• [WRITTEN TASK]:
Please quote the material exactly, every line of it.

• [ROWS]:
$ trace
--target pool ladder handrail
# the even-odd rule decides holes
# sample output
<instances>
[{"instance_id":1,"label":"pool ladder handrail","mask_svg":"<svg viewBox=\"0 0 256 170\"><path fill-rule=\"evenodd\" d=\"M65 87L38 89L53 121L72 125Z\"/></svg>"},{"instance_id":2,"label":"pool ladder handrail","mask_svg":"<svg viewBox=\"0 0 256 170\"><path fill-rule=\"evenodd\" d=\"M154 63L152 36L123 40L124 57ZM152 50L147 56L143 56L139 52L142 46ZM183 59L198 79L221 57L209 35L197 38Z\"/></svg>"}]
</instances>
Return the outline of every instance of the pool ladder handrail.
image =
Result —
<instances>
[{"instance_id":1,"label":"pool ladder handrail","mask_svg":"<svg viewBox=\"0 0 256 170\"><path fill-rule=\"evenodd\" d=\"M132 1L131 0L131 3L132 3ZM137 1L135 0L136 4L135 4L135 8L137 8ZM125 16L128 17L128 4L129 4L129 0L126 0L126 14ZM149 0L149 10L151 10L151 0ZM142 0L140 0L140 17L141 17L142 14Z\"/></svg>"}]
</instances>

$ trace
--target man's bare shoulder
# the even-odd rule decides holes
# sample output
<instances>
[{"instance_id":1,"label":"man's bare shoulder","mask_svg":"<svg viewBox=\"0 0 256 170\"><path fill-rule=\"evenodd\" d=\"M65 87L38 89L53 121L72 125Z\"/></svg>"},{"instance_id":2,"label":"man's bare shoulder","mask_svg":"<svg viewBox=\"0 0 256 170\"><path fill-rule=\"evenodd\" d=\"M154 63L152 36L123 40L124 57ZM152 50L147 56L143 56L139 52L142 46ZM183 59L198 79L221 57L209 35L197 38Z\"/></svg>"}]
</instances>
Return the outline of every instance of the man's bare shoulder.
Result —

• [SOLVED PROBLEM]:
$ trace
--target pool ladder handrail
# the even-odd rule decides holes
# sample output
<instances>
[{"instance_id":1,"label":"pool ladder handrail","mask_svg":"<svg viewBox=\"0 0 256 170\"><path fill-rule=\"evenodd\" d=\"M65 87L38 89L53 121L72 125Z\"/></svg>"},{"instance_id":2,"label":"pool ladder handrail","mask_svg":"<svg viewBox=\"0 0 256 170\"><path fill-rule=\"evenodd\" d=\"M154 63L152 36L123 40L124 57ZM152 50L147 56L143 56L139 52L142 46ZM183 59L198 79L221 57L209 35L197 38Z\"/></svg>"}]
</instances>
Return the outline of every instance of the pool ladder handrail.
image =
Result —
<instances>
[{"instance_id":1,"label":"pool ladder handrail","mask_svg":"<svg viewBox=\"0 0 256 170\"><path fill-rule=\"evenodd\" d=\"M132 1L131 0L131 3L132 3ZM137 1L135 0L136 4L135 4L135 8L137 8ZM125 16L128 17L128 4L129 4L129 0L126 0L126 14ZM149 0L149 10L151 10L151 0ZM142 0L140 0L140 17L141 17L142 14Z\"/></svg>"}]
</instances>

$ trace
--target man's bare shoulder
# the even-odd rule decides holes
# sample output
<instances>
[{"instance_id":1,"label":"man's bare shoulder","mask_svg":"<svg viewBox=\"0 0 256 170\"><path fill-rule=\"evenodd\" d=\"M65 87L38 89L53 121L72 125Z\"/></svg>"},{"instance_id":2,"label":"man's bare shoulder","mask_svg":"<svg viewBox=\"0 0 256 170\"><path fill-rule=\"evenodd\" d=\"M154 63L152 36L123 40L124 57ZM152 50L147 56L143 56L139 52L142 46ZM183 59L198 79L221 57L209 35L197 38Z\"/></svg>"}]
</instances>
Return the outline of every instance of the man's bare shoulder.
Result —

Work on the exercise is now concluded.